=== WORK TO BE COMPLETED ===
Find "Instruction: identify the metal walkway", then copy its line and every later line of the entries exactly through the end, leaving all pictures out.

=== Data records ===

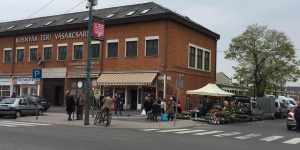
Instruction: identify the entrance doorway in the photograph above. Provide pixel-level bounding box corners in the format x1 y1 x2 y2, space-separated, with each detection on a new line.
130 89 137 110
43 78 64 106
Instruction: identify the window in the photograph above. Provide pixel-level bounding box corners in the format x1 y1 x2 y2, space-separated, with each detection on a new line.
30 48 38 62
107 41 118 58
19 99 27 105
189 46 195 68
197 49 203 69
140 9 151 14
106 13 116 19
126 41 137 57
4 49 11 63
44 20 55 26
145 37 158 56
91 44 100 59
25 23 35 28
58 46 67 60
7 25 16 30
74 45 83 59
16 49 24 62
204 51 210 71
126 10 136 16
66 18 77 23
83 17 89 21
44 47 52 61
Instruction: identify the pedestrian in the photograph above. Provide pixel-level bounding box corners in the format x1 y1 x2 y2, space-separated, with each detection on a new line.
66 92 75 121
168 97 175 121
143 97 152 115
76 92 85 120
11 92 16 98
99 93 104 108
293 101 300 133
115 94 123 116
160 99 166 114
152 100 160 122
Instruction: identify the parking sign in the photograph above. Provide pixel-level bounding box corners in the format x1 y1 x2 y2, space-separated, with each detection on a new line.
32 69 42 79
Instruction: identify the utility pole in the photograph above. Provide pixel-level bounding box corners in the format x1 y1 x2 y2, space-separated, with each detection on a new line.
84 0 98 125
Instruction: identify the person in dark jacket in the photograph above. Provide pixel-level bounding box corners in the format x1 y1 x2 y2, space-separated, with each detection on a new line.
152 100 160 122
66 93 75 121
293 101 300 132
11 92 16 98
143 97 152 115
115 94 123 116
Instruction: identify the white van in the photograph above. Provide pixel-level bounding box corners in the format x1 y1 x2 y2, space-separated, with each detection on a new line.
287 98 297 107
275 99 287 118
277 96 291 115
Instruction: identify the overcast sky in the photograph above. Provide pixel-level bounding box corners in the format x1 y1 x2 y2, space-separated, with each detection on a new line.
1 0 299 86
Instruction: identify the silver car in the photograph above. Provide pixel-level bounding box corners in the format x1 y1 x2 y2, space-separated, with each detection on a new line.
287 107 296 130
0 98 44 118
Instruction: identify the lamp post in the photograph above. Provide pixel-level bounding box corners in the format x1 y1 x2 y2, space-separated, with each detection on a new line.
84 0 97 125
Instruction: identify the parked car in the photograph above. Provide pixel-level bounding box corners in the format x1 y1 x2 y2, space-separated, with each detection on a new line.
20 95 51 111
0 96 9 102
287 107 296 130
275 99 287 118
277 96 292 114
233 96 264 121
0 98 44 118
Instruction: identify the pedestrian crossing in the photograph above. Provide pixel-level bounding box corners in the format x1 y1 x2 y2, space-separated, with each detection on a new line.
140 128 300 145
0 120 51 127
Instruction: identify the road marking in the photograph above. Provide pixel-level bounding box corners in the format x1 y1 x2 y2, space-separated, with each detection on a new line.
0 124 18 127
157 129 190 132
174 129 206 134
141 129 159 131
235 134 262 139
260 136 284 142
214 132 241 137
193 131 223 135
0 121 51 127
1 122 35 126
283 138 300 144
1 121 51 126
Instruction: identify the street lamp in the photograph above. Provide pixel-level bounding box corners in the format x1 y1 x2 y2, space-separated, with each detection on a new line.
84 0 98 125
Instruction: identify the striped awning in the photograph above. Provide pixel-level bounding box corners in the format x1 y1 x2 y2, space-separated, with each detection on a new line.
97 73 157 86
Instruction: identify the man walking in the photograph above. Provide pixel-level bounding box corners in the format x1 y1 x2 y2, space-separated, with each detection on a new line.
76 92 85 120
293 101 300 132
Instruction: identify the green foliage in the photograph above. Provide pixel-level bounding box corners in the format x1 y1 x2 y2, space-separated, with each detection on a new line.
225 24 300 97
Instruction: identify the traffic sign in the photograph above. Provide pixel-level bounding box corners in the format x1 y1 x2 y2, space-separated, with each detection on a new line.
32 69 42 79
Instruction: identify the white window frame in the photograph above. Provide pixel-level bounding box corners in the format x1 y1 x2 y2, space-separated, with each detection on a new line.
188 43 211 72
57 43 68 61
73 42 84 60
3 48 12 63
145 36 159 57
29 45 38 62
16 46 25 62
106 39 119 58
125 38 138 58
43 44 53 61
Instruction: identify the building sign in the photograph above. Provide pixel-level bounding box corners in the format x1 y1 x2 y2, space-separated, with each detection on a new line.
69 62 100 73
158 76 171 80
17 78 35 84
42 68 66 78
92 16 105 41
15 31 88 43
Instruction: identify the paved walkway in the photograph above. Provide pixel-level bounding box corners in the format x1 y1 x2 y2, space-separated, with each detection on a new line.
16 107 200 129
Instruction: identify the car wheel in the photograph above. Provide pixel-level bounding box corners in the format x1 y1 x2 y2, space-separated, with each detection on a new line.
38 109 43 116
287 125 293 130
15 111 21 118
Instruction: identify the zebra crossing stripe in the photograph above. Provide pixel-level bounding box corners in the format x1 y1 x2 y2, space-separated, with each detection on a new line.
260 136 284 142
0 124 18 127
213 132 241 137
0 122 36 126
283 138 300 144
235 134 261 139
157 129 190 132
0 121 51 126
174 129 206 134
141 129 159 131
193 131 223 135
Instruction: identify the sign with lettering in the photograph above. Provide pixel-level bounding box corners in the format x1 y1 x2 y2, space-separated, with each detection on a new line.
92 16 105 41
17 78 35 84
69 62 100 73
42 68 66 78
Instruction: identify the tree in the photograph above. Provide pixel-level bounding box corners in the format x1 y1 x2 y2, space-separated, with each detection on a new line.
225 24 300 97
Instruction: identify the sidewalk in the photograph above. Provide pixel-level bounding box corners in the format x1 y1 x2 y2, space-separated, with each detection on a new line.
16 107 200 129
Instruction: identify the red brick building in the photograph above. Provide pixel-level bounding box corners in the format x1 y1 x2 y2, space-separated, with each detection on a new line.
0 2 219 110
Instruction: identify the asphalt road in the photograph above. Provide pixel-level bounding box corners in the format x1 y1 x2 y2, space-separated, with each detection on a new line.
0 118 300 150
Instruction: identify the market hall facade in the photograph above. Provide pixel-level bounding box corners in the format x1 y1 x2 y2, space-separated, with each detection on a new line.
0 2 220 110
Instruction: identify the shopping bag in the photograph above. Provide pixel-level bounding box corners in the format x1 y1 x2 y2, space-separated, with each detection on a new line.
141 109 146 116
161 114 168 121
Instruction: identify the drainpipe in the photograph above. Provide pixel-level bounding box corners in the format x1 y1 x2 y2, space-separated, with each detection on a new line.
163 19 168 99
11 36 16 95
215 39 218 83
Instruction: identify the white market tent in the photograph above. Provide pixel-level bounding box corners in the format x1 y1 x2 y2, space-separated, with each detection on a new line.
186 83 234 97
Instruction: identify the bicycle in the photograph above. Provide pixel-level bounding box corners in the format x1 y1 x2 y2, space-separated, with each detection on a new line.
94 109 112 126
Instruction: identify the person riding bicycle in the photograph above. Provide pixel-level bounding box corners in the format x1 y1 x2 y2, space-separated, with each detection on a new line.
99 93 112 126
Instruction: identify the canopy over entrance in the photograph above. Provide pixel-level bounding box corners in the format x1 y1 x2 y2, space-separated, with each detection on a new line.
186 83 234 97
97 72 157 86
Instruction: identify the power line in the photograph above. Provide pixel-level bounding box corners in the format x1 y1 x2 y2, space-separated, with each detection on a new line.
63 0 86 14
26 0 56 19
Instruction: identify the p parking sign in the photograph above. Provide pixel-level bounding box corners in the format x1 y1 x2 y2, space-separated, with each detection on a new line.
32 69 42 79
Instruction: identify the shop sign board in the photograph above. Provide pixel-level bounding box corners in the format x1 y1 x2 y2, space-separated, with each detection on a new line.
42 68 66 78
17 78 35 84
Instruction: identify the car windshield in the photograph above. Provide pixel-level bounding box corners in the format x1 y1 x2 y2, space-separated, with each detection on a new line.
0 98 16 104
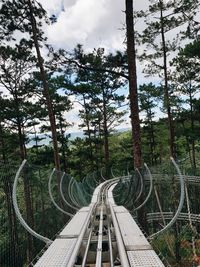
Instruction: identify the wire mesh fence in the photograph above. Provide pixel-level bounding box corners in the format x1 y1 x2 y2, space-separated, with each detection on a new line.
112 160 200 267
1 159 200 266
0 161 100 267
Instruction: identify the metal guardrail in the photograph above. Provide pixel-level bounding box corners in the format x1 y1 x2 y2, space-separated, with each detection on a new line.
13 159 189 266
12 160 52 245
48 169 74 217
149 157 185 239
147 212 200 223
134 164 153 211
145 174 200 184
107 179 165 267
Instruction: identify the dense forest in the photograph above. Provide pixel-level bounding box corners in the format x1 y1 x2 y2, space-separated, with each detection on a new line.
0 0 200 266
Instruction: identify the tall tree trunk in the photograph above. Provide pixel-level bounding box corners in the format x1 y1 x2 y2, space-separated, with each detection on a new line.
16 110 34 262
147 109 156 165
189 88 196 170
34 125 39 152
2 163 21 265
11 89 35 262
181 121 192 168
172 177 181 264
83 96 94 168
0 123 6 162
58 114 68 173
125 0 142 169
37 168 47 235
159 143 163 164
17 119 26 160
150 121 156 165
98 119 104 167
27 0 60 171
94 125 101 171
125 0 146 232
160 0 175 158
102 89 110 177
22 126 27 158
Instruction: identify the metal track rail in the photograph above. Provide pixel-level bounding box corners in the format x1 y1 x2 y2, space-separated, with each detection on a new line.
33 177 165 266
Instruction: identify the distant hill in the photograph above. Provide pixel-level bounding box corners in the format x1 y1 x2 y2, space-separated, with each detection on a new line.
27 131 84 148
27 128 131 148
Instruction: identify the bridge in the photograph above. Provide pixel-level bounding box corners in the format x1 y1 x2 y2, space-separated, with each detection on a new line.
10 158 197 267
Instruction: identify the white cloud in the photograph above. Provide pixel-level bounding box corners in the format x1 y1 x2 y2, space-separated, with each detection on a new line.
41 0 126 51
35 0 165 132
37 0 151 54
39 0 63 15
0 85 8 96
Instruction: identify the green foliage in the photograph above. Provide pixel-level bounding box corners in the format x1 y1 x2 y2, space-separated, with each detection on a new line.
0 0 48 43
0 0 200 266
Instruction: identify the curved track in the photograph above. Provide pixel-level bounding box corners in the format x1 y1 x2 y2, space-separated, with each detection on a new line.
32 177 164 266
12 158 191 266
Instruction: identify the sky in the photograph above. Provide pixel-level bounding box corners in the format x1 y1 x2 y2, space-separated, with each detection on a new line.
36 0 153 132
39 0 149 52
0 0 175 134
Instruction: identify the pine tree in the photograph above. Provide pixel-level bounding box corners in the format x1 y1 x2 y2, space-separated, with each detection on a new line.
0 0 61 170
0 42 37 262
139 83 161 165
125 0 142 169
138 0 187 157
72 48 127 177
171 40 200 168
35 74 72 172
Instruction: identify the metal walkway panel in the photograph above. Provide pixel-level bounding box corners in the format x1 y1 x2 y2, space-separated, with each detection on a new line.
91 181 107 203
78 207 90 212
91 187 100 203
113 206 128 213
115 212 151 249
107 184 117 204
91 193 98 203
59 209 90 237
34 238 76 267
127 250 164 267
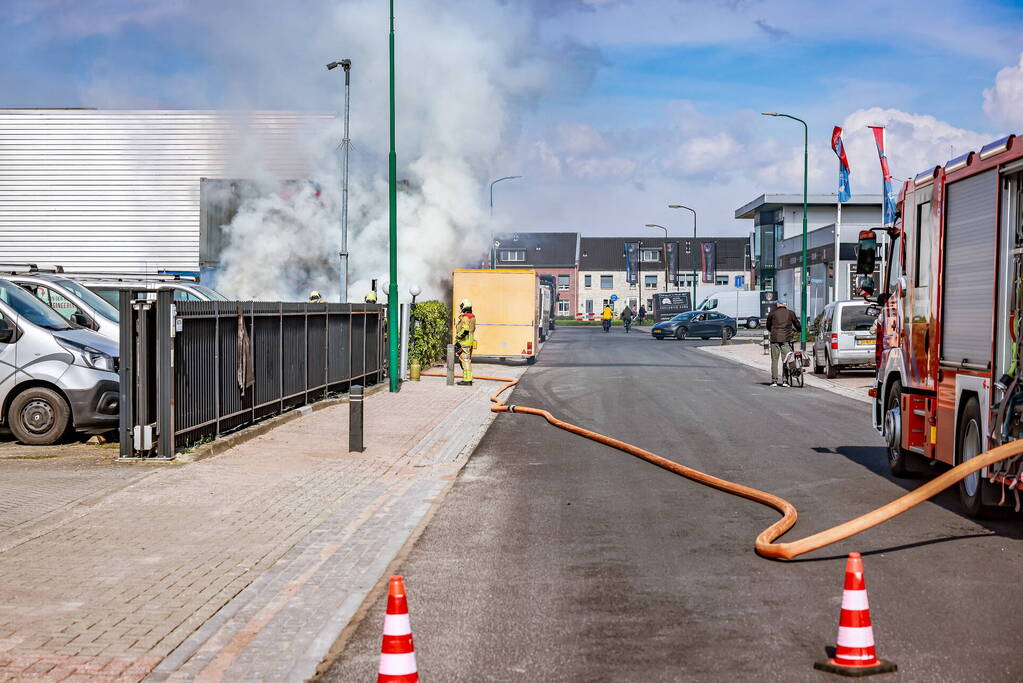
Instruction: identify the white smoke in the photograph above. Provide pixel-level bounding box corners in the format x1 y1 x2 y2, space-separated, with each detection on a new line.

=== ANSWER TO THIS EXERCISE ===
Instruction: identify the metal walkway panel in the photograph above. Provide pixel-level bounding box corners in the format x1 y1 x2 y2, space-separated, with each detection on a new line.
91 181 107 203
78 207 90 212
91 187 100 203
113 206 128 213
115 212 151 249
107 184 117 204
91 193 98 203
59 209 90 237
34 238 76 267
127 250 164 267
Instruction: identify the white smoke in the photograph above. Provide pixel-level bounding box corners in the format x1 y1 x2 y2, space-separated, with each detection on a new line.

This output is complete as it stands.